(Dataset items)

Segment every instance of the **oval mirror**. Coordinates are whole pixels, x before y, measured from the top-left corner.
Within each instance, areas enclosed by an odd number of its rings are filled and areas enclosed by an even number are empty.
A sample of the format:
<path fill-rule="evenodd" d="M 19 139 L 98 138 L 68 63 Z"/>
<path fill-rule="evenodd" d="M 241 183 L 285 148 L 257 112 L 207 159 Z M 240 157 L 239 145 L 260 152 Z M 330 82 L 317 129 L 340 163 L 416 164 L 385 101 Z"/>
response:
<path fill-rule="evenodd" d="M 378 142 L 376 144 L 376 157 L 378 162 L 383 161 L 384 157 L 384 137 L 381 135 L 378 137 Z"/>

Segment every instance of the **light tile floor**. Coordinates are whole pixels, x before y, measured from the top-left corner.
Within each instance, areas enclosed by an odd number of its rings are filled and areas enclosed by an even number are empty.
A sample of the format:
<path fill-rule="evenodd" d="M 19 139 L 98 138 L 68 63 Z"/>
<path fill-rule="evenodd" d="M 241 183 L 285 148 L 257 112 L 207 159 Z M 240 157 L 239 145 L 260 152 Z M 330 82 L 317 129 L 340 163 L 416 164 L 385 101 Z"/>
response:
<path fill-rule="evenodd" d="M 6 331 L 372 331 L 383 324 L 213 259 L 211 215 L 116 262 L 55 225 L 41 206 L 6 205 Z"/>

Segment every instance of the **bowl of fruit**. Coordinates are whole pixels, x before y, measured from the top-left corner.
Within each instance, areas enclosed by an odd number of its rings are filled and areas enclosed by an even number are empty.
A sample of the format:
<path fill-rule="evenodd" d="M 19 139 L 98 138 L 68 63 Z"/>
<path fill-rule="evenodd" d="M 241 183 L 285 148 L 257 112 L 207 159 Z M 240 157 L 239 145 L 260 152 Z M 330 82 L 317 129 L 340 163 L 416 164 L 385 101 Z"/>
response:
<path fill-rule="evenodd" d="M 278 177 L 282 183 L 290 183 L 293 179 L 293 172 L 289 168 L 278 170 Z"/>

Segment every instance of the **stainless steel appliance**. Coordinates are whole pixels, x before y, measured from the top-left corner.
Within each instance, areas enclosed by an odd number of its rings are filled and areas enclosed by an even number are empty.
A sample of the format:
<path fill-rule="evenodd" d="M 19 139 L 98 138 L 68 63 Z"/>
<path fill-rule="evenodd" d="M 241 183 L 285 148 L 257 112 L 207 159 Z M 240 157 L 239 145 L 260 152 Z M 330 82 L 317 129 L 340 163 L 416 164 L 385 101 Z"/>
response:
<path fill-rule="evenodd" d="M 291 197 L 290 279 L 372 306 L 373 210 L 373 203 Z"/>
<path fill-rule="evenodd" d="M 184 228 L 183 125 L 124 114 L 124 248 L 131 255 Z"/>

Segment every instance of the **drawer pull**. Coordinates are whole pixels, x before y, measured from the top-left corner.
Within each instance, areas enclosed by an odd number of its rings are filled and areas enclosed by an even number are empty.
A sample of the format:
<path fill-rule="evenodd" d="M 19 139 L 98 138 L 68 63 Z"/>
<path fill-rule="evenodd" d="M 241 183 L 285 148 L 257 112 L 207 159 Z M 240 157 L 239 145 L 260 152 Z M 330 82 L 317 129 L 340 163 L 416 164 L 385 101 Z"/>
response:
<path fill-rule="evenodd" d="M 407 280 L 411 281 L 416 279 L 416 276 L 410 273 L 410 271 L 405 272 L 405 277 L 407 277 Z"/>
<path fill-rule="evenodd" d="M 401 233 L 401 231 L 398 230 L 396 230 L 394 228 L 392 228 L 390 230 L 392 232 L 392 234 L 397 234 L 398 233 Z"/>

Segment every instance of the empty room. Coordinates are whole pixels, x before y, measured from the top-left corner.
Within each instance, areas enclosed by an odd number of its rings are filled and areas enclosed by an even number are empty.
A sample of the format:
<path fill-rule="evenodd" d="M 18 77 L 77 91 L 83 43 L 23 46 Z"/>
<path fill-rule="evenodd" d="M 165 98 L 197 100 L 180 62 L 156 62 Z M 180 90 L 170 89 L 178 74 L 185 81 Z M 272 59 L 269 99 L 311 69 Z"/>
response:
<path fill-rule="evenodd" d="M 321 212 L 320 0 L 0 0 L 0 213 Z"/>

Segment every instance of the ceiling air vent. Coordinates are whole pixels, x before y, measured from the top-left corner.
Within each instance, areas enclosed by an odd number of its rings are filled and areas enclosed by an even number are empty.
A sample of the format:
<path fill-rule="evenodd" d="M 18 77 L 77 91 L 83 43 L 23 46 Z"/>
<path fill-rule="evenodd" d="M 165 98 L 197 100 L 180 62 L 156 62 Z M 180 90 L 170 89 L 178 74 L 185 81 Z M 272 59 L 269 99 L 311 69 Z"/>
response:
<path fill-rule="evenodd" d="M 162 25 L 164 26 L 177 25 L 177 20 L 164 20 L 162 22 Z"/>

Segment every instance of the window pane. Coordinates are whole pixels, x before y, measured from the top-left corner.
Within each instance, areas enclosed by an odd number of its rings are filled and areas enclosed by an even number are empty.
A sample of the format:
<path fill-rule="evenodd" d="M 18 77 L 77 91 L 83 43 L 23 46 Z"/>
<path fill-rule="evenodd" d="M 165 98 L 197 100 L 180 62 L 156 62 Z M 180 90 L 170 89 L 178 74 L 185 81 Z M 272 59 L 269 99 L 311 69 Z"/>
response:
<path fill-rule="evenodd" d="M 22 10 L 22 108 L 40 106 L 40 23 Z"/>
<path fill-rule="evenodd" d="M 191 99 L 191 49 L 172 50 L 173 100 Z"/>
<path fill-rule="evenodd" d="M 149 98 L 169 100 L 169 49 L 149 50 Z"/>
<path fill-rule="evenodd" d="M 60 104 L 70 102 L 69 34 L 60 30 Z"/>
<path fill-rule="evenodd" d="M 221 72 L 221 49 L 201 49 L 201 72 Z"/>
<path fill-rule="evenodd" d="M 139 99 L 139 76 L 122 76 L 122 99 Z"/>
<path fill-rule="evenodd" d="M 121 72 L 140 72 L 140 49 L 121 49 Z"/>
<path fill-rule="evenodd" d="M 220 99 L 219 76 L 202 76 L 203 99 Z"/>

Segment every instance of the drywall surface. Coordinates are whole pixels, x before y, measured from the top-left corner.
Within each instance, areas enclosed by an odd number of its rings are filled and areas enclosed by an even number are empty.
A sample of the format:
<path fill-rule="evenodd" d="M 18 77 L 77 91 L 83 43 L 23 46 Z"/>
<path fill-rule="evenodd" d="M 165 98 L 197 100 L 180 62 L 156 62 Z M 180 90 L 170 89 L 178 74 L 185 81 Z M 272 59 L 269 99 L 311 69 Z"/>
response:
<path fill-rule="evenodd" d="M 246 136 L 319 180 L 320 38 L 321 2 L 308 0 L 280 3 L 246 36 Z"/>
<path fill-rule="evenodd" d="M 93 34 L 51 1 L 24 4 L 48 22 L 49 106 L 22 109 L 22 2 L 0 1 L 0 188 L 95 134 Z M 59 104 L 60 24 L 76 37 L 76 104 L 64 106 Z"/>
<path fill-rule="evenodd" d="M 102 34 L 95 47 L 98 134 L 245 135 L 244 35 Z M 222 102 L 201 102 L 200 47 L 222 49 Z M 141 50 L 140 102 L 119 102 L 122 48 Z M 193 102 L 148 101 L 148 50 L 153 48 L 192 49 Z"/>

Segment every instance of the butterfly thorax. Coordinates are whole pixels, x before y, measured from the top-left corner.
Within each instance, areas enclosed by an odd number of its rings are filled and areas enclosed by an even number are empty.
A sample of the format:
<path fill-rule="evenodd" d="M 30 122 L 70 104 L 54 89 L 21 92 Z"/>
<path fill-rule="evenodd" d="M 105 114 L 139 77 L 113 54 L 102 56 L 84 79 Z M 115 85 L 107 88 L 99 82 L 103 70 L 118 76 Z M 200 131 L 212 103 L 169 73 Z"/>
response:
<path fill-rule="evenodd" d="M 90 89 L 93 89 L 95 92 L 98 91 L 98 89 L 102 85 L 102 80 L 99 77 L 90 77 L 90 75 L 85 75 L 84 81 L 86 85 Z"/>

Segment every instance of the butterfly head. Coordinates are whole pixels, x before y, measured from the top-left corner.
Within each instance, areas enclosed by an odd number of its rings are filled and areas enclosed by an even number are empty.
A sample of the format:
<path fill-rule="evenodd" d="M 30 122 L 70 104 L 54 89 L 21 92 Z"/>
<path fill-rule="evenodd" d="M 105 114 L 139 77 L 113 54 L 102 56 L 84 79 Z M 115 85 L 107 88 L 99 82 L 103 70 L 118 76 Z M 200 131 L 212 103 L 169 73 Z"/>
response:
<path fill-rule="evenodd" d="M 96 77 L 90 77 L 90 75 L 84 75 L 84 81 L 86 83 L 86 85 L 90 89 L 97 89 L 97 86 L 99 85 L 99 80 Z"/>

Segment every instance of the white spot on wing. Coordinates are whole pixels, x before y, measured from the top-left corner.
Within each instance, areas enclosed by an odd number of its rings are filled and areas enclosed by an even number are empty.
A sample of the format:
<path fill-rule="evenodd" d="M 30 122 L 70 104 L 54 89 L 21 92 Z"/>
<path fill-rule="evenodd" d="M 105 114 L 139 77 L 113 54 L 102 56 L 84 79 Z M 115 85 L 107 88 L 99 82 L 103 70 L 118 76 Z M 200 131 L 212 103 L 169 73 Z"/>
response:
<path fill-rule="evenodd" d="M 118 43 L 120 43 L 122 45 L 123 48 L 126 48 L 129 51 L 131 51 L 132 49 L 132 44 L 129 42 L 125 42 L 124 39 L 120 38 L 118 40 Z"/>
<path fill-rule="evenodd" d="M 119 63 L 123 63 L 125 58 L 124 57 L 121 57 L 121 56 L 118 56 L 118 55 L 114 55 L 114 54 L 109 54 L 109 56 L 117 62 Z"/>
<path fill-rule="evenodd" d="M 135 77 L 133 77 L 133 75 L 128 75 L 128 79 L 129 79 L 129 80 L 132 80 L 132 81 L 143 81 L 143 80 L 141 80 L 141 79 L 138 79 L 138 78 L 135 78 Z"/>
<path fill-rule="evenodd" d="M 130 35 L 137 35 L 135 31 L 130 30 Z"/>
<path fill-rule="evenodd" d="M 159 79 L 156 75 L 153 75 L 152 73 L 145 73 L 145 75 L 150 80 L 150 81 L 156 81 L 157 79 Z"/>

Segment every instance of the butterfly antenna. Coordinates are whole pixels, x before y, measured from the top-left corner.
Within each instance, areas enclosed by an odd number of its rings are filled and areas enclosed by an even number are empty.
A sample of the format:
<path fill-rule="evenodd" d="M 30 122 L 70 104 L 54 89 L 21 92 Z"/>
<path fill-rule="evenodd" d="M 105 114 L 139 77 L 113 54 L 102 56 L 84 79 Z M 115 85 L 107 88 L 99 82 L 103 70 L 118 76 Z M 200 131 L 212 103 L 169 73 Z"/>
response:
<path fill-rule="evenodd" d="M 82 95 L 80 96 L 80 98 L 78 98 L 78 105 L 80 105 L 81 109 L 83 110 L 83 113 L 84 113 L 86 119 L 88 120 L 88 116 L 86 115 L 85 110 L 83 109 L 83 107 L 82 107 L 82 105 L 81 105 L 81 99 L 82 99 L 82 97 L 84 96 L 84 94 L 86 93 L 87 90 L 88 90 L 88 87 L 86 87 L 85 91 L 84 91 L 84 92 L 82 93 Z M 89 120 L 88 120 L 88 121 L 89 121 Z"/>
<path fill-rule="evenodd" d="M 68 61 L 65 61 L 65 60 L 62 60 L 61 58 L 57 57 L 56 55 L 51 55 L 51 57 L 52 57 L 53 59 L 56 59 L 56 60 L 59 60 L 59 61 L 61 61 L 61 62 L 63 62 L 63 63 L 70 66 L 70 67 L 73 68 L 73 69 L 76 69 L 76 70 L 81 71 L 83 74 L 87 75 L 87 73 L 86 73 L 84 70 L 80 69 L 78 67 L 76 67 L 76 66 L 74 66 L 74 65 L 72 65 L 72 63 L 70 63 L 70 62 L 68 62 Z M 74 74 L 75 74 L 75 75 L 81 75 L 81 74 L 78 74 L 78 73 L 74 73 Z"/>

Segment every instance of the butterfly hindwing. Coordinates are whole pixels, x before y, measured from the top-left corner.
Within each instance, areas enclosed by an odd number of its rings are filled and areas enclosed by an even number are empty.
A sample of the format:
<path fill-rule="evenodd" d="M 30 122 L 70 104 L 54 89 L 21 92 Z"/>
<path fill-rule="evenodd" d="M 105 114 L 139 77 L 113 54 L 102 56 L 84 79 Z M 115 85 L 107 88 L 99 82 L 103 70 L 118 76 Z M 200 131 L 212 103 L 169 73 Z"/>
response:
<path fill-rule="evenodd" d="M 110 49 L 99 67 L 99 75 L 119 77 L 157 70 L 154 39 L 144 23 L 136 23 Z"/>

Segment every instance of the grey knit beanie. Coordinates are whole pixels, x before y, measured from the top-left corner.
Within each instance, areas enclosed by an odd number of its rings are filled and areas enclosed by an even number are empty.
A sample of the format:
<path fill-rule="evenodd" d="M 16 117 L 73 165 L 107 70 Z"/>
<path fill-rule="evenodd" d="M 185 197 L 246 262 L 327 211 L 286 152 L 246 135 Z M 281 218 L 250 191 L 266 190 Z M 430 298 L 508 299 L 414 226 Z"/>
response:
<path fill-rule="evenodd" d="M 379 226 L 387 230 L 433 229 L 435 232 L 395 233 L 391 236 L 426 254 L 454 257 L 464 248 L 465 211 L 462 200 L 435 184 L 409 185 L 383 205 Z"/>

» **GIVEN TASK**
Repeat the lines above word for word, from the line with "Segment every instance of the **bowl" up to and including the line with "184 228 L 183".

» **RIGHT ANSWER**
Segment every instance of the **bowl of fruit**. Coordinates are whole pixels, x before y, measured from the top-left corner.
Within each instance, areas enclosed by an odd number of its rings are filled and areas enclosed by an even number are empty.
A sample of the format:
<path fill-rule="evenodd" d="M 19 139 L 98 138 L 68 63 Z"/>
<path fill-rule="evenodd" d="M 241 183 L 285 148 L 257 112 L 207 159 Z M 240 157 L 239 145 L 260 152 Z M 330 82 L 317 129 L 340 163 L 416 164 L 385 101 Z"/>
response:
<path fill-rule="evenodd" d="M 278 177 L 282 183 L 290 183 L 293 179 L 293 172 L 289 168 L 278 170 Z"/>

Segment every instance of the **stainless steel appliance**. Coordinates are whole pixels, x before y, measured from the top-left corner.
Within each instance, areas enclosed by an odd number of its rings are filled and areas enclosed by an even number are empty.
A sample of the format:
<path fill-rule="evenodd" d="M 19 139 L 98 138 L 68 63 Z"/>
<path fill-rule="evenodd" d="M 241 183 L 285 148 L 257 112 L 207 159 Z M 240 157 L 239 145 L 260 152 Z M 330 82 L 317 129 L 340 163 L 416 164 L 385 101 Z"/>
response:
<path fill-rule="evenodd" d="M 291 197 L 290 279 L 372 306 L 373 210 L 373 203 Z"/>
<path fill-rule="evenodd" d="M 184 228 L 183 125 L 124 114 L 124 248 L 131 255 Z"/>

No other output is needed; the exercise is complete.